ACTIVITY: Copy out all the lines in the records that include the word "black".

Stored data
# # # #
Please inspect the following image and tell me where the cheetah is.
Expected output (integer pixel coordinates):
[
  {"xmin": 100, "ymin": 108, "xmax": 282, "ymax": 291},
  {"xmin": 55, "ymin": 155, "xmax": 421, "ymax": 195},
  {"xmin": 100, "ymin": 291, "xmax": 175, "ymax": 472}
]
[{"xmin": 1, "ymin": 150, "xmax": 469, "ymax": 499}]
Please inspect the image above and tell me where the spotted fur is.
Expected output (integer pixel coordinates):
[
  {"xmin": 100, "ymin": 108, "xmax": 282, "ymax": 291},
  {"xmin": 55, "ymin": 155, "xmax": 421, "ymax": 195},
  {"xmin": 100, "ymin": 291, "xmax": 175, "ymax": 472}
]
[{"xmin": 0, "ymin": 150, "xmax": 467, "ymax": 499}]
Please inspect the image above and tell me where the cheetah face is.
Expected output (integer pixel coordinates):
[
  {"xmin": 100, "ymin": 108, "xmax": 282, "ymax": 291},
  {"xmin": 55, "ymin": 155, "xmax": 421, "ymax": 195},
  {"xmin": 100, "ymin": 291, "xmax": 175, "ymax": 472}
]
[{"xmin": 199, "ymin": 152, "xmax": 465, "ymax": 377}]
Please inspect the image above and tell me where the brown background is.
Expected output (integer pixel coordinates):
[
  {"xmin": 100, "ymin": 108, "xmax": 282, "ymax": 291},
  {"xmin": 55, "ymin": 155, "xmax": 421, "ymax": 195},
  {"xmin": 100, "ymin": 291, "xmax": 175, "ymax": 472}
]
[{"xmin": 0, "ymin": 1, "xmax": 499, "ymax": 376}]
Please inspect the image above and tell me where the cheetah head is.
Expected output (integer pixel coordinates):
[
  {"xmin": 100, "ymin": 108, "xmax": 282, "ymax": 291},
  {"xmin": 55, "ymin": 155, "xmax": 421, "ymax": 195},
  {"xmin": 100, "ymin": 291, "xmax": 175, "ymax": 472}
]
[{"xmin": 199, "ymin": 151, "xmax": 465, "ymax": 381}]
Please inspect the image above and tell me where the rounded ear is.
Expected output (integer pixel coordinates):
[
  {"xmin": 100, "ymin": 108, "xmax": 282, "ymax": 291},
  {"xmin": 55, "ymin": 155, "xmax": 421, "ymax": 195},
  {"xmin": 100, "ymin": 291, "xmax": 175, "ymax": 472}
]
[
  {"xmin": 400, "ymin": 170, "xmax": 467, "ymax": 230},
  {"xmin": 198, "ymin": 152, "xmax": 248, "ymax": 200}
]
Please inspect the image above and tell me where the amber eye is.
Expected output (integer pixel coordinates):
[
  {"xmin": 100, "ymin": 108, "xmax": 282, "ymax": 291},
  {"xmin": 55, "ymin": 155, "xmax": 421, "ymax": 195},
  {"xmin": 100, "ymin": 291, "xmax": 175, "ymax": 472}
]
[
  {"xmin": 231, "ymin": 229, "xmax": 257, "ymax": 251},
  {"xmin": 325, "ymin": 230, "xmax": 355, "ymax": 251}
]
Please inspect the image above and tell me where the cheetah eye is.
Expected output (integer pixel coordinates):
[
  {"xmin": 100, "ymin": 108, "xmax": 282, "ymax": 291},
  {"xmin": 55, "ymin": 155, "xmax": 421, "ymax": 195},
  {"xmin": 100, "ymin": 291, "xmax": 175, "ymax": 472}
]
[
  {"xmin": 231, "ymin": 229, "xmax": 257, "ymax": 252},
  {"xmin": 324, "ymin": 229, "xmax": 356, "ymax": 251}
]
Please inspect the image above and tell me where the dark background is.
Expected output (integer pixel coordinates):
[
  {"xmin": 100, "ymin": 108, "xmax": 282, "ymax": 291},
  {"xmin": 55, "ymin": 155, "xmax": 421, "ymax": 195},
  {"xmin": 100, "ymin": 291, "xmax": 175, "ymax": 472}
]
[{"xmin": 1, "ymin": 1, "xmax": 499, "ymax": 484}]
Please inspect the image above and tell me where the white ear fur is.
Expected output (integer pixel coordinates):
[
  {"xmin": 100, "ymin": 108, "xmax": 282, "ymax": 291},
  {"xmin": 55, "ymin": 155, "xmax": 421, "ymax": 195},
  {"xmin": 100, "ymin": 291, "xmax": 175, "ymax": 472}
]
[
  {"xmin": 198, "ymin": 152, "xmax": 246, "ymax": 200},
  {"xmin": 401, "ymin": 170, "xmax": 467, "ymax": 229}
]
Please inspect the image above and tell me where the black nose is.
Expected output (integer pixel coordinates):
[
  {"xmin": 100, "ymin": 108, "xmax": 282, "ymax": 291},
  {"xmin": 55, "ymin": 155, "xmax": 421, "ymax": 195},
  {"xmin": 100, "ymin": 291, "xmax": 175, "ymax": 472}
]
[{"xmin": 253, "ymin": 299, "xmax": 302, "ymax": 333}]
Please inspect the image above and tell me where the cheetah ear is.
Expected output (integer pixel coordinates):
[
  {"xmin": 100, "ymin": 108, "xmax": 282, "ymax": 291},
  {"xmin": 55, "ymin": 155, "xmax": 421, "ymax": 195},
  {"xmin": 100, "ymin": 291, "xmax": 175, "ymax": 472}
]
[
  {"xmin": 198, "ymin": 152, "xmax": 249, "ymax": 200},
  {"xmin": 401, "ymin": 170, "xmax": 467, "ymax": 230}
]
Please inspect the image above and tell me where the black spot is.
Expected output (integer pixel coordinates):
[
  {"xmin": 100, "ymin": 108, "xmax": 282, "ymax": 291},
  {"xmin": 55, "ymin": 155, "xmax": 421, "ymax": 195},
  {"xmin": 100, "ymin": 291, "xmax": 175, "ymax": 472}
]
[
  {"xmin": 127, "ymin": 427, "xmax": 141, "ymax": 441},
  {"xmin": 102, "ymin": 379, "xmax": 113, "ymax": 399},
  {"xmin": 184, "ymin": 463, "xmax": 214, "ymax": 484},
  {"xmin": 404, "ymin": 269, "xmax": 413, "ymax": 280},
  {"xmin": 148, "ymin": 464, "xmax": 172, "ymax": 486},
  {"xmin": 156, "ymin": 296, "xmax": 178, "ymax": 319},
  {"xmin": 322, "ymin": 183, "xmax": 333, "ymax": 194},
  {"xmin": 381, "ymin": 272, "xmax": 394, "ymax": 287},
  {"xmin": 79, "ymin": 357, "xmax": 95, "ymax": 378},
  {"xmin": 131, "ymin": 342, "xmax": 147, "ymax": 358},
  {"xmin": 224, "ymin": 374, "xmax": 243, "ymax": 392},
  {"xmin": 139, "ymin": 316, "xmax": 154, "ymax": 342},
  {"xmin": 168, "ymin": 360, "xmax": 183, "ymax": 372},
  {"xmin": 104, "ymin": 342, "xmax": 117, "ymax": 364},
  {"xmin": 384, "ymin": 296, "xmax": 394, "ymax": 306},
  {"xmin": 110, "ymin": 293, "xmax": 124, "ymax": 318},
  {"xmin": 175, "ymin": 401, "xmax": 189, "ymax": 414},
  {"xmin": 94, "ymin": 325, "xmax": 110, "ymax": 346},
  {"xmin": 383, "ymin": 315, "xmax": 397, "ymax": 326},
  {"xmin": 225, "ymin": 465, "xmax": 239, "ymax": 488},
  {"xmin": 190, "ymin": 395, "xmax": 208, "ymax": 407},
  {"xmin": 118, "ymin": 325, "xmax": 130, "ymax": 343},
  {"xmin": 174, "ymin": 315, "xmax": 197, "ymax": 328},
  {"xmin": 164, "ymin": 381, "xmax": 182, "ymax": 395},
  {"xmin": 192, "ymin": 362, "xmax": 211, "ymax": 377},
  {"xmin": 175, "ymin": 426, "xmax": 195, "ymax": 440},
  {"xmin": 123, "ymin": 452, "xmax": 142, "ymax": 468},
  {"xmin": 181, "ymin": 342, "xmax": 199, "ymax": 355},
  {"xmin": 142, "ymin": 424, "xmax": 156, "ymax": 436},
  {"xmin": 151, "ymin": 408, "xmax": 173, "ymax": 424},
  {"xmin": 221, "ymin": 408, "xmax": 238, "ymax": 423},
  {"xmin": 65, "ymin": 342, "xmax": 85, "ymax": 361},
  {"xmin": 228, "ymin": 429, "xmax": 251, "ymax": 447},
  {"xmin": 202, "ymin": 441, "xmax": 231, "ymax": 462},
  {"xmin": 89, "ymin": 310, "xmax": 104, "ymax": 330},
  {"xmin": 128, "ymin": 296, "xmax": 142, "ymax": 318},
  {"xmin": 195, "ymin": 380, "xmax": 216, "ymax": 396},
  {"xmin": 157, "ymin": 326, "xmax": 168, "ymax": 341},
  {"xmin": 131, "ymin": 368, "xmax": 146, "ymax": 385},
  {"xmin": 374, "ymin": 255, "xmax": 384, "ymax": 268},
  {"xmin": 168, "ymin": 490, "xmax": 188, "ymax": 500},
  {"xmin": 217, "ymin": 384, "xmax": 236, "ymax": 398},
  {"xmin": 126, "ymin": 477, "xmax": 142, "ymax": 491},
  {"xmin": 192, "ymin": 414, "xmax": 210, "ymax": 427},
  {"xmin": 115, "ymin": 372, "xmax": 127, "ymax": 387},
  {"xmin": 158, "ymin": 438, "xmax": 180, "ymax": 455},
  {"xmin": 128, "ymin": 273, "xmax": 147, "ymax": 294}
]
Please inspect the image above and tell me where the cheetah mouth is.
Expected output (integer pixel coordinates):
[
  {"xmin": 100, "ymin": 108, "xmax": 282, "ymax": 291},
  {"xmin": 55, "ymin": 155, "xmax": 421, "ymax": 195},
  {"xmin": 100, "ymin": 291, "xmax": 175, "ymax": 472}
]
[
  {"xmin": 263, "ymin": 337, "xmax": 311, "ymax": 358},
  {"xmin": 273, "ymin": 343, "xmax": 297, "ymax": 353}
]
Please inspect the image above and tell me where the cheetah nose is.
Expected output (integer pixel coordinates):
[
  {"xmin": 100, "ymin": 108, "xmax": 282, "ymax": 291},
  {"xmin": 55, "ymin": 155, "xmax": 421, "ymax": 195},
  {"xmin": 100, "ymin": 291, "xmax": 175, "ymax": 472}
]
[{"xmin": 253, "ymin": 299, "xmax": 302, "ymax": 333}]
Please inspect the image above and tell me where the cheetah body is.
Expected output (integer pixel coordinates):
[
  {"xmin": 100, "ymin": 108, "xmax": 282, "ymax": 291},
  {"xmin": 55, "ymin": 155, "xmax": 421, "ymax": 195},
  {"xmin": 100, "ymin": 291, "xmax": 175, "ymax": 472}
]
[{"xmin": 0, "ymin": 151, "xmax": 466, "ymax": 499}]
# # # #
PROBLEM SOLUTION:
Please inspect the image above and tell me where the black nose is.
Please inspect the image above and tell me where the black spot is.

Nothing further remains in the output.